■ EXERCISE 1
According to the Silver Line passage, on what date did SL1 through service begin?
■ EXERCISE 2
From the Silver Line passage, extract everything from "The South Boston" down to "April 21, 2018.".
■ EXERCISE 3
Extend the passage on Silver Line Way bus service with a few more sentences that follow on from its final sentence.

■ EXERCISE PASSAGE
####

The South Boston Piers Transitway between South Station and Silver Line Way opened on December 17, 2004, and SL2 and SL3 through service to the Waterfront and City Point areas began on December 31, 2004. Silver Line Way served as the transfer point between these services and diesel buses to Logan Airport beginning in January 2005 until SL1 through service began on June 1, 2005. SL3 service ended on March 20, 2009 due to low ridership, as the service was in direct competition to the more frequent route 7 bus. A different SL3 service serving Chelsea began on April 21, 2018.

Present service consists of through trips on the SL1, SL2, and SL3 routes, with some additional rush hour trips that short turn at Silver Line Way. A bus lane loops around the outbound side platform to allow the short turn buses to turn back to stop at the inbound platform and continue back into the Transitway.

####

■ Free-text object descriptions
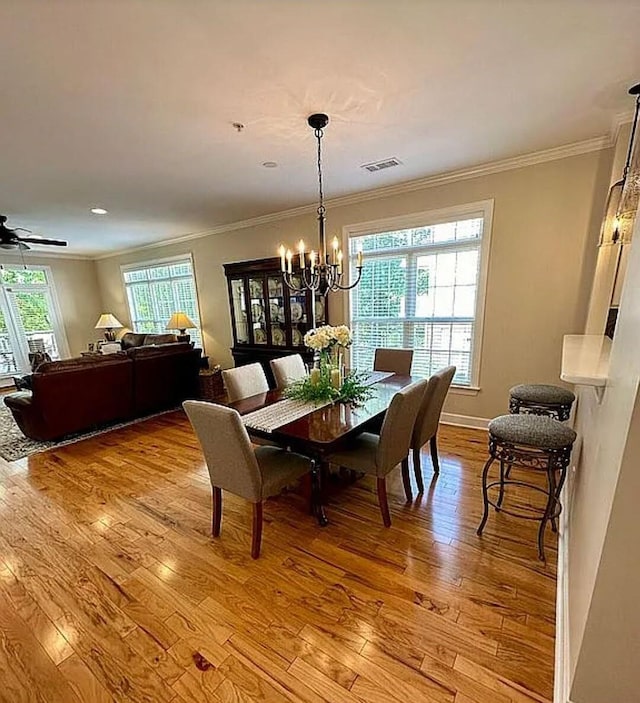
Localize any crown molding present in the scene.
[0,249,96,264]
[91,136,615,261]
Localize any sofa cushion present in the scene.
[37,352,126,373]
[125,342,193,359]
[144,332,178,347]
[120,332,178,349]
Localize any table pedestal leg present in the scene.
[311,459,329,527]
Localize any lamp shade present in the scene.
[167,312,197,330]
[96,312,122,330]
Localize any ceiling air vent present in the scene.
[360,156,402,173]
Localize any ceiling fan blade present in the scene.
[16,237,67,247]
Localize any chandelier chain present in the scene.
[315,129,326,215]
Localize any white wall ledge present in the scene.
[560,334,611,388]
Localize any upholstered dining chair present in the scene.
[373,347,413,376]
[327,380,428,527]
[182,400,311,559]
[411,366,456,493]
[269,354,307,389]
[222,363,269,403]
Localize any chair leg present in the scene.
[476,456,494,535]
[378,478,391,527]
[251,501,262,559]
[496,461,506,512]
[211,486,222,537]
[429,435,440,474]
[402,456,413,503]
[413,447,424,493]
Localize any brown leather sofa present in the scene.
[4,343,201,440]
[120,332,178,351]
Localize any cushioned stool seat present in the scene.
[489,415,576,449]
[509,383,576,420]
[478,414,576,561]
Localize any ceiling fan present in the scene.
[0,215,67,251]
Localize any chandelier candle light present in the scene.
[279,113,362,295]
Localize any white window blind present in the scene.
[349,212,485,386]
[122,257,202,347]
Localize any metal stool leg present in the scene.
[496,460,507,512]
[476,456,494,535]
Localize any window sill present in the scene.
[449,386,480,395]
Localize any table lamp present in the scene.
[95,312,122,342]
[167,312,196,342]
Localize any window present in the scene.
[122,256,202,347]
[0,266,68,376]
[347,201,492,387]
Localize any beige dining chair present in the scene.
[411,366,456,493]
[327,380,428,527]
[373,347,413,376]
[269,354,307,389]
[182,400,311,559]
[222,363,269,403]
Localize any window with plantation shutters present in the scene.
[122,257,202,347]
[347,203,491,387]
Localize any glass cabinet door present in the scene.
[267,276,287,347]
[249,277,268,344]
[231,278,249,344]
[315,293,328,327]
[289,276,313,347]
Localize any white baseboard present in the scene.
[440,413,491,430]
[553,476,572,703]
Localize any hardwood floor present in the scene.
[0,413,556,703]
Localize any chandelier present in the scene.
[279,113,362,295]
[598,83,640,246]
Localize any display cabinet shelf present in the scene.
[224,257,329,382]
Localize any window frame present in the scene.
[0,262,71,374]
[342,199,494,395]
[120,252,206,354]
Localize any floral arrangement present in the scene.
[284,325,373,405]
[304,325,353,352]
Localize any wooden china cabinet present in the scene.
[224,257,329,383]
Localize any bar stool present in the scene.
[477,415,576,561]
[509,383,576,422]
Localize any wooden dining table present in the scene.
[228,372,423,527]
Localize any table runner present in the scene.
[242,371,393,432]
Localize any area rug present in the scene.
[0,397,178,461]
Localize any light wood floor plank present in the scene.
[0,412,556,703]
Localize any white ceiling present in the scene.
[0,0,640,254]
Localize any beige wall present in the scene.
[0,254,101,356]
[585,124,631,334]
[97,149,612,418]
[568,212,640,703]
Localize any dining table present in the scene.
[228,371,422,527]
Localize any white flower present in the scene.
[304,325,331,351]
[332,325,353,347]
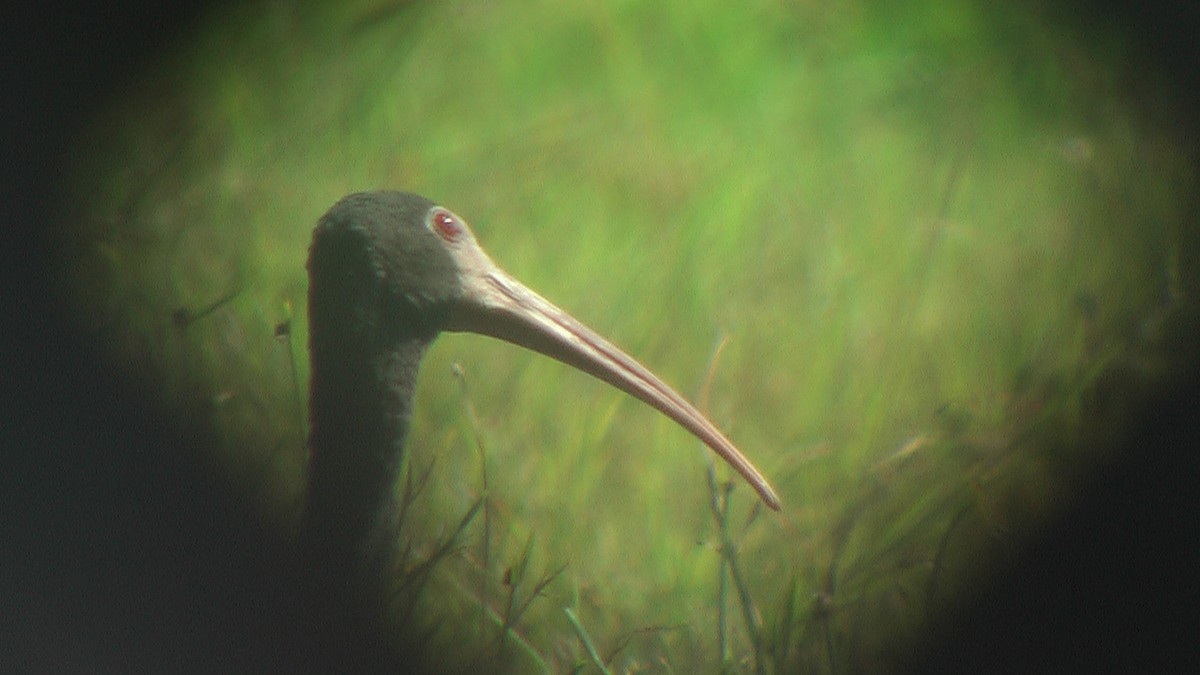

####

■ WRITTEN ANSWER 1
June 1, 2005

■ WRITTEN ANSWER 2
The South Boston Piers Transitway between South Station and Silver Line Way opened on December 17, 2004, and SL2 and SL3 through service to the Waterfront and City Point areas began on December 31, 2004. Silver Line Way served as the transfer point between these services and diesel buses to Logan Airport beginning in January 2005 until SL1 through service began on June 1, 2005. SL3 service ended on March 20, 2009 due to low ridership, as the service was in direct competition to the more frequent route 7 bus. A different SL3 service serving Chelsea began on April 21, 2018.

■ WRITTEN ANSWER 3
In June 2019, Massport released a request for proposals for commercial development on Parcel H just north of the station, with the possibility of air rights development over the station itself. In January 2021, the board awarded a 99-year ground lease for three parcels (including Parcel H). The developer will reconstruct the Silver Line Way station with covered platforms and vertical circulation to a concourse level as part of the estimated $596 million project.

The May 2022 draft network plan called for routes SL1 and SL3 to use D Street to more directly access the Ted Williams Tunnel, with only route SL2 plus SLW shuttles serving Silver Line Way. The November 2022 revised proposal kept this change, with SL2 enhanced to higher frequency service all days.